DATASET ENTRIES below:

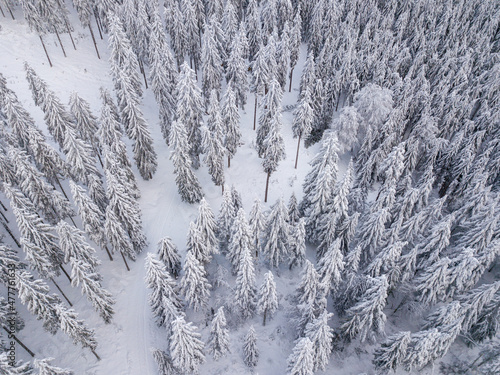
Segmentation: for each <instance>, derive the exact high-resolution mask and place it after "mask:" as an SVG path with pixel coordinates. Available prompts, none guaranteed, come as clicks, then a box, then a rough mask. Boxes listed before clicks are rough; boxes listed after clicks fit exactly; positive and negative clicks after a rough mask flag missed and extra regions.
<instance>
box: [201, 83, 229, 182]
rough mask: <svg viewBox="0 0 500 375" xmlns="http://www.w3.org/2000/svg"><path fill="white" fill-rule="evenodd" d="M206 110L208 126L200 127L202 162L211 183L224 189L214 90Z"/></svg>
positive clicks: (217, 105) (217, 117)
mask: <svg viewBox="0 0 500 375" xmlns="http://www.w3.org/2000/svg"><path fill="white" fill-rule="evenodd" d="M208 112H209V117H208V119H207V126H208V127H202V141H201V144H202V149H203V151H204V153H205V157H204V162H205V164H206V165H207V166H208V173H210V176H211V177H212V181H213V183H214V184H215V185H217V186H222V189H224V181H225V178H224V153H225V149H224V131H223V123H222V118H221V113H220V108H219V102H218V100H217V93H216V92H215V91H212V94H211V96H210V102H209V110H208Z"/></svg>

End of DATASET ENTRIES.

BRIEF:
Please write out the whole listing above again, word for word, and omit the pictures.

ANSWER SPACE:
Segmentation: for each <instance>, derive the exact high-resolution mask and place it after "mask:" as an SVG path with pixel coordinates. Available prompts, none guaranteed, come as clicks, then a box, then a rough mask. Boxes listed before clicks are rough; boxes listed after clicks fit exactly; positive and negative clicks after a rough mask flag missed and extra regions.
<instance>
box: [201, 83, 229, 182]
rough mask: <svg viewBox="0 0 500 375" xmlns="http://www.w3.org/2000/svg"><path fill="white" fill-rule="evenodd" d="M206 110L208 126L200 127L202 162L211 183L224 189L214 90Z"/></svg>
positive clicks: (217, 105) (217, 117)
mask: <svg viewBox="0 0 500 375" xmlns="http://www.w3.org/2000/svg"><path fill="white" fill-rule="evenodd" d="M208 112H209V117H208V119H207V126H208V127H202V141H201V144H202V149H203V151H204V153H205V157H204V162H205V164H206V165H207V166H208V173H210V176H211V177H212V181H213V183H214V184H215V185H217V186H222V189H224V181H225V178H224V153H225V149H224V131H223V123H222V118H221V113H220V108H219V102H218V100H217V93H216V92H215V91H212V94H211V96H210V102H209V110H208Z"/></svg>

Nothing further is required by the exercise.